[Excerpt from a dataset]
— begin —
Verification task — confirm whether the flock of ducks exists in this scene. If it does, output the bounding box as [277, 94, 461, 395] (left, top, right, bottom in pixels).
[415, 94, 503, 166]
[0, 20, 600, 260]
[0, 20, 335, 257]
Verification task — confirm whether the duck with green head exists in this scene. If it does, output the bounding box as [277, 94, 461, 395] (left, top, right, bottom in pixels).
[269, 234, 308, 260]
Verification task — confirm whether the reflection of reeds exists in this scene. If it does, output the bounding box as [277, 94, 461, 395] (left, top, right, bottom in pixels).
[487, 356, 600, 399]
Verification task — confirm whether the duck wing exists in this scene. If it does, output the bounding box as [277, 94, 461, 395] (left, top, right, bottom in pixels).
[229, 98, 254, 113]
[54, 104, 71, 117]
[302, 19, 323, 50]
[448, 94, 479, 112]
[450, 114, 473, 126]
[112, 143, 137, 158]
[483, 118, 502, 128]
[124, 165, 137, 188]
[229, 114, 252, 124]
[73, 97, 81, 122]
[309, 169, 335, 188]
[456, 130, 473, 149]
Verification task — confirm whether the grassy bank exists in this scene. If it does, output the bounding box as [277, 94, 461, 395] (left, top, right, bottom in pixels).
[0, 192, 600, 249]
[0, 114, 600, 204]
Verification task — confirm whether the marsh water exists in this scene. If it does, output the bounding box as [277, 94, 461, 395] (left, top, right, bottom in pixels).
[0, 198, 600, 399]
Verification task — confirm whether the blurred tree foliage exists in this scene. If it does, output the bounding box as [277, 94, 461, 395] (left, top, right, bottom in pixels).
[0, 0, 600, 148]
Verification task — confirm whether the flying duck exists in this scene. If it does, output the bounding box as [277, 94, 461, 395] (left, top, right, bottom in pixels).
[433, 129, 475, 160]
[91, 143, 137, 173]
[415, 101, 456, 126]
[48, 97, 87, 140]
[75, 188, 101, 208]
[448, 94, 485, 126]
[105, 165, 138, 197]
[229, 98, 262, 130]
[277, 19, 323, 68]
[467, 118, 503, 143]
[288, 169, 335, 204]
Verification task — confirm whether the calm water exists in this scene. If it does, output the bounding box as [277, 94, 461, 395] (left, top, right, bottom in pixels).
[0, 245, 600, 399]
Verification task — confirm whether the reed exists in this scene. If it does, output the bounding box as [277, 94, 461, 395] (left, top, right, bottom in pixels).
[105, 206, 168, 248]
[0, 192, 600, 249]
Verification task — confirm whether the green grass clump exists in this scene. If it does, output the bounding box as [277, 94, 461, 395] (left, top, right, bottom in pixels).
— end —
◆ Exercise aim
Copy out the lines of the records above, from the line containing "Verification task — confirm whether the duck with" through the line containing "[456, 130, 473, 149]", with both of those lines included and nothing changed.

◆ The completed task
Verification task — confirm whether the duck with green head exists in this scene. If it does, output the bounding box as [277, 94, 461, 395] (left, top, right, bottom in pixels).
[269, 234, 308, 260]
Verification task — confirm whether the reflection of reeds exists in this scene. If it does, output the bounding box as [277, 94, 461, 395] (left, top, right, bottom in pixels).
[487, 356, 600, 399]
Verification task — confirm whether the duck wing exists in this scene. If it does, output the bounding box as [277, 94, 461, 395] (left, top, right, bottom in pixels).
[229, 98, 254, 113]
[54, 104, 71, 117]
[302, 19, 323, 50]
[448, 94, 479, 112]
[450, 114, 473, 126]
[112, 143, 137, 158]
[483, 118, 502, 128]
[124, 165, 137, 188]
[229, 114, 252, 124]
[73, 97, 81, 122]
[309, 169, 335, 188]
[456, 130, 473, 149]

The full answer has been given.